#### RECORDS SHOWN
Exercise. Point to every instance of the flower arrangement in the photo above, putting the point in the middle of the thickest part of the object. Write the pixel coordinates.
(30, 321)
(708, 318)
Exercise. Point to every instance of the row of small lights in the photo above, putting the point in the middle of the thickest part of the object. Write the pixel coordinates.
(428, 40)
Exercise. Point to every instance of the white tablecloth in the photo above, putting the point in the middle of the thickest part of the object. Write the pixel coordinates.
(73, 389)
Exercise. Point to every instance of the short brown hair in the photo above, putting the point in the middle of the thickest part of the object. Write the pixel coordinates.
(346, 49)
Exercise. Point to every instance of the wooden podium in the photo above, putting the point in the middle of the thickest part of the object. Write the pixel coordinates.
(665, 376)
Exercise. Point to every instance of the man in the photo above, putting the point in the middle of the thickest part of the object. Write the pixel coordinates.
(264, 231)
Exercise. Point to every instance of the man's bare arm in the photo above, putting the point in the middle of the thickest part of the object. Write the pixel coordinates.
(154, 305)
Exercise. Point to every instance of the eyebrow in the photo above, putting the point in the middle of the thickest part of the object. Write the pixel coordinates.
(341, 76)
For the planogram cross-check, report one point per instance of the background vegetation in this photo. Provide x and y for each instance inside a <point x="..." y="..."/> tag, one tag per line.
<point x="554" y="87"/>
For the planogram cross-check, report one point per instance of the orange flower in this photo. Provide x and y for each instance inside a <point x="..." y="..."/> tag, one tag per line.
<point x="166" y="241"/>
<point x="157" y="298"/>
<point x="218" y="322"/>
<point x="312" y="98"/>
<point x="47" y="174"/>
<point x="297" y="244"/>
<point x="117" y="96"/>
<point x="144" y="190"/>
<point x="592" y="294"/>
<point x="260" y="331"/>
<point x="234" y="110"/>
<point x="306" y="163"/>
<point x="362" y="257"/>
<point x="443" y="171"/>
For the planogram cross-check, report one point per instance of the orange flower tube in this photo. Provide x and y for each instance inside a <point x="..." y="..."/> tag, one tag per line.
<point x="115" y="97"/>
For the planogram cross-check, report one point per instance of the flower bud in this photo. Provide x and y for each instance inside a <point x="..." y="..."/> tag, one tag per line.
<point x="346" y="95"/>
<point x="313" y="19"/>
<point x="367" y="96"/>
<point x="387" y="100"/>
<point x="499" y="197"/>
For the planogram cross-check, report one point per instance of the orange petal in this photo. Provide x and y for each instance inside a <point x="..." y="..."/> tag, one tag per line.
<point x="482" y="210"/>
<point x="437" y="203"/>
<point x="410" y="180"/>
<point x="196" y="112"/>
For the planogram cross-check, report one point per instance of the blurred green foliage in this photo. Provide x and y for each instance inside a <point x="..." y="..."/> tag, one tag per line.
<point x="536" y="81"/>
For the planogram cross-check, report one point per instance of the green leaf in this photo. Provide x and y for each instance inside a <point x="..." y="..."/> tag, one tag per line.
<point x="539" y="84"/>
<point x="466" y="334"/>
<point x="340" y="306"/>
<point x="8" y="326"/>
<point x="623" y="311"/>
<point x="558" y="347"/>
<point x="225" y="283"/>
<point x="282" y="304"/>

#### WHAT YOU NEED TO DO
Update all of the records above by changing every "thickest part" to "widest part" and leaving everything else as it is.

#### ANSWER IN FULL
Exercise. Point to every instance of the flower arrangement in the photo above, putting the point in the middle of the widest part of the object. Write the pixel coordinates.
(30, 321)
(708, 318)
Exercise. Point to every instance of the row of small lights in the photo above, putting the point in the middle of the widest part of the object. Write the pixel coordinates.
(428, 40)
Exercise. Point to every instance of the white tablecloth in the photo above, putting the point in the middle of the widest part of the object. Write the pixel coordinates.
(73, 389)
Exercise. Point to every instance of the short brown hair in the photo above, putting the point in the middle of the widest part of the object. Write the pixel coordinates.
(346, 49)
Exercise. Point to every instance of the wooden podium in the photo above, putting the point in the middle of the widest part of the object. Write the pixel coordinates.
(665, 376)
Exercise. Point to every instance of the man in the photo above, putting the point in the middle of the widest part of the object. Write the pixel coordinates.
(264, 231)
Exercise. Point to every instance of the man's bare arm in the photo above, putting the point in the middle of the widest part of the object. Write the pixel coordinates.
(154, 305)
Exercise. Point to every instance of the eyebrow in the photo above, putting the point in the middle of the widest part of the object. Write the pixel coordinates.
(341, 76)
For the planogram cross-check, report one point per instance of the background vegetation in this photo. Provide x and y for each instance inside a <point x="..." y="..."/> tag, one tag per line.
<point x="554" y="87"/>
For the planogram cross-check, report one point per instance of the orange flower in this photo. Provide x and y for each instance inside a <point x="..." y="..."/> tag, one tag per line.
<point x="166" y="241"/>
<point x="157" y="298"/>
<point x="218" y="322"/>
<point x="312" y="98"/>
<point x="47" y="174"/>
<point x="297" y="244"/>
<point x="117" y="96"/>
<point x="144" y="190"/>
<point x="592" y="294"/>
<point x="260" y="331"/>
<point x="234" y="110"/>
<point x="306" y="163"/>
<point x="362" y="257"/>
<point x="443" y="171"/>
For the planogram cross-check, report one point per instance of the orange flower tube in this photo. Provide x and y for each instance inside a <point x="..." y="..."/> tag, one tag per line.
<point x="115" y="97"/>
For the planogram cross-check, report one point per instance of the flower bud in this photo. Provide x and y for each instance inside a <point x="..." y="..."/> tag, one tag per line.
<point x="346" y="95"/>
<point x="313" y="19"/>
<point x="367" y="96"/>
<point x="387" y="100"/>
<point x="499" y="197"/>
For the planogram cross-check, report one point per instance of the orange petal in this photo. Provide x and y for each instance inside a <point x="..." y="..."/> tag, one tag per line.
<point x="482" y="210"/>
<point x="437" y="203"/>
<point x="410" y="180"/>
<point x="196" y="112"/>
For the planogram cross-check, report one point per instance of the blurred green foliage in this photo. Provide x and y for each instance inside a <point x="..." y="..."/> tag, one tag per line.
<point x="536" y="81"/>
For the planogram cross-check, report one point per instance of the green leaf in this photo. Provide x and y for each instance inside a <point x="..." y="..."/> tag, one tag per line.
<point x="539" y="84"/>
<point x="466" y="334"/>
<point x="340" y="306"/>
<point x="8" y="326"/>
<point x="623" y="311"/>
<point x="558" y="347"/>
<point x="225" y="283"/>
<point x="282" y="304"/>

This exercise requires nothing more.